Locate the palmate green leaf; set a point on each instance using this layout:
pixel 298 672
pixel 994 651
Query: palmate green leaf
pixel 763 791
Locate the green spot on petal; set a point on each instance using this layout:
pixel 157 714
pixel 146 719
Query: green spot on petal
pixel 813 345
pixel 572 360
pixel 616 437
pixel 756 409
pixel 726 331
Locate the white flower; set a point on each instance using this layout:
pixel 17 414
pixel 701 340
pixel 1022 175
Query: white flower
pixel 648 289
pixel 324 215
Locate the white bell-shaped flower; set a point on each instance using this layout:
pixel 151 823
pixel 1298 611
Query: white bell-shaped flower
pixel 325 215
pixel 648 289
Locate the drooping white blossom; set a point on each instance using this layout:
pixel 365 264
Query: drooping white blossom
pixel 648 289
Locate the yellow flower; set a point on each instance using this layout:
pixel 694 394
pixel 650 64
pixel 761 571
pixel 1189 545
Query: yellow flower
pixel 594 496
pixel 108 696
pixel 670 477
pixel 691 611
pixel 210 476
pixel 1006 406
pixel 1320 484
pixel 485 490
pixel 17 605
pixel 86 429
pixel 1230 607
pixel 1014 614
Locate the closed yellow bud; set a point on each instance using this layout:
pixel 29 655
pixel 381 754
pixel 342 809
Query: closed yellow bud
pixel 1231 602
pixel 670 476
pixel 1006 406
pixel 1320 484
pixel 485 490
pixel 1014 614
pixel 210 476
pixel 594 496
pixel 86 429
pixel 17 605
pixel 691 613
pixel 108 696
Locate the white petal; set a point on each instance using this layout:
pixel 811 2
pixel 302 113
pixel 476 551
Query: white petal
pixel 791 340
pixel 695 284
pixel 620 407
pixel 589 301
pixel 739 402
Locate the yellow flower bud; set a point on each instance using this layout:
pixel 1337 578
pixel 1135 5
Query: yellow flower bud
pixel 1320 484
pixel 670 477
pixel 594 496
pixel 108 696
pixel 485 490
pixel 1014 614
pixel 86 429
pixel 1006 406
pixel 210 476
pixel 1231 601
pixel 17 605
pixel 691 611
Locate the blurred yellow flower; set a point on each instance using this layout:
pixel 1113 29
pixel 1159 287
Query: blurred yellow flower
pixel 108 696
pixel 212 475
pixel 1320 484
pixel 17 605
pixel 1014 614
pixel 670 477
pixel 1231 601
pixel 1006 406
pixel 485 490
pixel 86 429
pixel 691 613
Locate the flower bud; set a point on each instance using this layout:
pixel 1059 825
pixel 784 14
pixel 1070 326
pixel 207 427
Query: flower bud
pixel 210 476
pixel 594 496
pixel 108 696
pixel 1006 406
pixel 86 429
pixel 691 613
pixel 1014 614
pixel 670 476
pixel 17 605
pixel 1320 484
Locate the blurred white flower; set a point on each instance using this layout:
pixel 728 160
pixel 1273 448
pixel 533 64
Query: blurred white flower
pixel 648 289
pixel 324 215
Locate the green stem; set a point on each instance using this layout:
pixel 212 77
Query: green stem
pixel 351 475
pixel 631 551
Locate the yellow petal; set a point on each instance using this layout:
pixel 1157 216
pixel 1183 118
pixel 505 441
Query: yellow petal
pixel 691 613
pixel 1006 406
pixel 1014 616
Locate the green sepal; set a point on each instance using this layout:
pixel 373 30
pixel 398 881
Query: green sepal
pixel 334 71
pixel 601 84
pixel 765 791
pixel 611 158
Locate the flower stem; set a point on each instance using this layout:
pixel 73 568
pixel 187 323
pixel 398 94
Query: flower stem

• _YOUR GOAL_:
Starting at the line that contains "Locate the white petal;" and ending at the last line of the entries, format these lines as a numbered list, leaving out any blank lines.

• _WRITTEN RESPONSE_:
1. Locate the white petal; set a point on each instance using this layout:
2. pixel 811 2
3. pixel 302 113
4. pixel 476 551
5. Query: white petal
6. pixel 791 340
7. pixel 695 284
8. pixel 620 407
9. pixel 589 301
10. pixel 739 402
11. Locate the yellow flower bud; set a point on each instance using this layout:
12. pixel 1337 578
13. pixel 1135 5
14. Query: yellow flower bud
15. pixel 1320 484
16. pixel 670 477
17. pixel 594 496
18. pixel 108 696
19. pixel 485 490
20. pixel 1014 614
21. pixel 86 429
22. pixel 1006 406
23. pixel 210 476
24. pixel 1231 601
25. pixel 17 605
26. pixel 691 611
27. Locate the blurred yellow flower; set a point on each instance using this layout:
28. pixel 1113 29
29. pixel 1159 287
30. Query: blurred yellow flower
31. pixel 108 696
32. pixel 212 475
33. pixel 1320 484
34. pixel 17 605
35. pixel 1014 614
36. pixel 670 477
37. pixel 1231 601
38. pixel 1006 406
39. pixel 485 490
40. pixel 86 429
41. pixel 691 613
42. Locate the flower bud; set a point on each instance using this layout:
43. pixel 1059 825
44. pixel 784 14
45. pixel 1070 326
46. pixel 207 427
47. Query: flower bud
48. pixel 210 476
49. pixel 594 496
50. pixel 108 696
51. pixel 1006 406
52. pixel 86 429
53. pixel 691 613
54. pixel 1014 614
55. pixel 670 476
56. pixel 17 605
57. pixel 1320 484
58. Locate the blurred white flower; set a point on each instance using this layout:
59. pixel 728 160
60. pixel 1273 448
61. pixel 533 64
62. Query: blurred white flower
63. pixel 648 289
64. pixel 324 215
65. Locate the green stem; set a point on each instance using this layout:
66. pixel 212 77
67. Query: green stem
68. pixel 351 475
69. pixel 631 551
70. Locate the yellow petal; set a point on each instance using this layout:
71. pixel 1157 216
72. pixel 1183 118
73. pixel 505 441
74. Query: yellow petal
75. pixel 691 613
76. pixel 1006 406
77. pixel 1014 616
78. Locate the green sepal; set a point on each instance using this layout:
79. pixel 373 30
80. pixel 398 881
81. Query: green sepal
82. pixel 334 71
83. pixel 601 84
84. pixel 765 791
85. pixel 611 158
86. Locate the flower stem; set a point on each instance using this layout:
87. pixel 73 568
88. pixel 187 323
89. pixel 398 94
90. Query: flower stem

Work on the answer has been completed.